Source text:
Here is a plan for leaving late Friday, and directions:

The first ferry from Seattle to Bainbridge is at 6:20 am. This will get you to the trailhead at Oil City (no oil, no city, and really beautiful rain forest!) about 9:30 am. If you take this ferry you most folks will already be at the Beach so go ahead and hike in.

Another option, is to take the ferry over on Friday afternoon to Bainbridge and drive to Port Angeles. From there it is 57 miles to Forks. For camping drive to the Hungry Bear Campground, about 13 miles before Forks. It is a Department of Natural Resources Campground. It is free, with outhouses, but no water. The Hungry Bear Café is right next door. We have camped there many times.

Forks is only 13 miles away from the Hungry Bear, and they have a Thriftway with everything you forgot, plus Latte’s etc. The Visitor and Transit Center and NPS Information Center is almost across the street. If you have not registered with me in advance, stop in and sign the form, and/or pickup a bear canister if you need one.

From the Info center drive about 14 miles south on 101. You’ll pass a turnoff to the left for the Upper Hoh Road (the trailhead for Mount Olympus). Another 1.1 miles look for the sign for Cottonwood Recreation Area, and the Oil City Road. Turn right on the Oil City Road. If you find yourself crossing the Hoh River, turn around, you missed the right hand turn.

Drive 10 miles down the Oil City Road to the end of the road and the National Park Service Oil City Trailhead. There is an outhouse there, but no water. Park where you can.

Doerte and I will arrive about 8:45 am and hope to see everyone by 9 am. I have a black Toyota PU with a black camper and Grand Canyon bumper sticker on the back.

If you’re late, that’s okay, just hike on in. You’ll see us at the beach, or after 10, we’ll be around at Jefferson Cove.

It is about a mile to the beach where the Hoh River drains into the Pacific Ocean, and another mile in to Jefferson Cove.

Information shown:
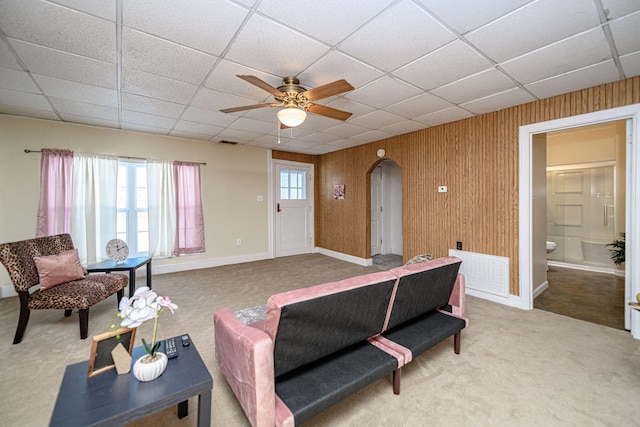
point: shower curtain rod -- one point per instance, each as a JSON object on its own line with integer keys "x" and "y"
{"x": 26, "y": 150}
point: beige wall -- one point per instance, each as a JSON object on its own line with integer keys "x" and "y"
{"x": 231, "y": 180}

Exercise instructions:
• a. In the trip directions, what time does the first ferry from Seattle to Bainbridge leave?
• b. Please duplicate the trip directions starting with "If you’re late, that’s" and going on through "to Jefferson Cove.".

Full answers:
• a. 6:20 am

• b.
If you’re late, that’s okay, just hike on in. You’ll see us at the beach, or after 10, we’ll be around at Jefferson Cove.

It is about a mile to the beach where the Hoh River drains into the Pacific Ocean, and another mile in to Jefferson Cove.